▶ _EXERCISE TASK_: Convert the material below into a Markdown table with the columns Row and Line, one numbered row per line and blank lines omitted.

- - - -

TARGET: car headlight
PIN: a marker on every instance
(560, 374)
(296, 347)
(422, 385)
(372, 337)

- - - -

▶ _ANSWER FOR THIS EXERCISE_:
| Row | Line |
|---|---|
| 1 | TARGET: car headlight |
| 2 | PIN: a marker on every instance |
| 3 | (560, 374) |
| 4 | (296, 347) |
| 5 | (422, 385) |
| 6 | (372, 337) |